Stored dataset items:

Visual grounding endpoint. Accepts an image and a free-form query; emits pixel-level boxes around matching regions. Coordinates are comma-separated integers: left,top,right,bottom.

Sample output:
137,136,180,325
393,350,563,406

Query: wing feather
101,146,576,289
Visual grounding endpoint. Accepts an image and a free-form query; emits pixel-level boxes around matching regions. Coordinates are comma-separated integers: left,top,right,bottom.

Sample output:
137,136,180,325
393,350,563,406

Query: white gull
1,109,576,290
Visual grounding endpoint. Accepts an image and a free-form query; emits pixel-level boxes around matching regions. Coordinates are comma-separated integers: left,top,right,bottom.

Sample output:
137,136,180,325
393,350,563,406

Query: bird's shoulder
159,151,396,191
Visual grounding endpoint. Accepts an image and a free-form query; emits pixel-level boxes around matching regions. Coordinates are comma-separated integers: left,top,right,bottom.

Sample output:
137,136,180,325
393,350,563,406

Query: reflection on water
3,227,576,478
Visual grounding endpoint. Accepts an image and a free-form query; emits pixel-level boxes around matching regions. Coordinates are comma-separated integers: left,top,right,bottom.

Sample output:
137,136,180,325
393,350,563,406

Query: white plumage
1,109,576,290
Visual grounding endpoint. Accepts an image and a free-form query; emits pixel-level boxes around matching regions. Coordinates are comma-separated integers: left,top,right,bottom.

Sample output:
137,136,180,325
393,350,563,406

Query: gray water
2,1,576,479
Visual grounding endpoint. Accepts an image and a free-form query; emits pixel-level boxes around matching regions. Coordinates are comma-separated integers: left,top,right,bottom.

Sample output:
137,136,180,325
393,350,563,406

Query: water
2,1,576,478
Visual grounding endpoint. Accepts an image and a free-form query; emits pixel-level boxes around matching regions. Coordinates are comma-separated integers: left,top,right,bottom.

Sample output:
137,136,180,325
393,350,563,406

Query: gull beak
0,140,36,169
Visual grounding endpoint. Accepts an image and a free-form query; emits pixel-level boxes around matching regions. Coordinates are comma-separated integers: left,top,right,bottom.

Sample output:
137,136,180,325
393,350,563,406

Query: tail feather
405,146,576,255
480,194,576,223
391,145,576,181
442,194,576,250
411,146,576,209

_The problem_. Write out each entry again, word for word.

_Answer to this task_.
Visual grounding endpoint. Accepts an image and a free-form query; emits pixel-level boxes around matching regions. Coordinates are comma-separated integers: left,top,right,bottom.

Sample output:
137,136,180,325
393,350,563,406

Query: wing feather
101,146,576,289
Visual grounding endpoint. Accepts an image and a free-form query; emits pixel-level boxes around matching regions. Coordinates are comma-separated integers: left,top,right,bottom.

Sample output:
137,136,180,325
393,350,563,406

Query: white gull
1,109,576,290
Visual grounding endpoint. Accepts an image and a free-form query; emits pixel-level boxes around matching regions. Coordinates are comma-separated integers: left,top,right,bottom.

Sample output:
137,136,180,325
393,350,563,406

Query: bird's shoulder
159,151,396,191
Visual grounding endpoint. Accepts an image and a free-form query; emits pixel-level boxes around matching regions. Coordinates are comma-separated integers: left,top,right,bottom.

Sample output:
137,136,180,325
393,350,563,406

Query: reflection on water
3,227,576,478
Visual grounding endpoint. Accepts an image and a free-form query; emits pixel-level boxes around matching regions. Coordinates are comma-separated integers: left,top,right,bottom.

Sample output:
137,136,180,325
393,350,563,406

Query: white plumage
1,109,576,290
Visual grounding endpoint. Accepts an image and a free-form query; emits pixel-level boxes around matching regions. Coordinates are comma-separated integers: left,top,right,bottom.

Sample output:
137,136,180,325
393,350,563,406

Query: gray water
2,1,576,479
Visual grounding endpoint. Accepts an image and a free-form query; emits pixel-level boxes around matching regions. Coordinates are comma-separated integers: left,top,right,bottom.

Sample output:
137,136,180,325
393,350,563,406

Query: water
2,1,576,478
Visual grounding endpoint. Accepts an image and a free-form query; emits pixel-level boxes around matching regions. Coordinates are comma-separated integers: left,top,right,bottom.

Sample output:
137,136,180,325
393,350,563,406

Query: gull beak
0,140,36,169
Visual grounding endpoint. Accepts an image and a free-form query; emits pixel-level boxes around matching regions. Coordinates are comma-separated integers: left,top,right,bottom.

Sample output:
137,136,180,325
393,350,563,406

Query: tail feather
405,146,576,255
480,194,576,223
391,145,576,181
442,194,576,250
411,146,576,209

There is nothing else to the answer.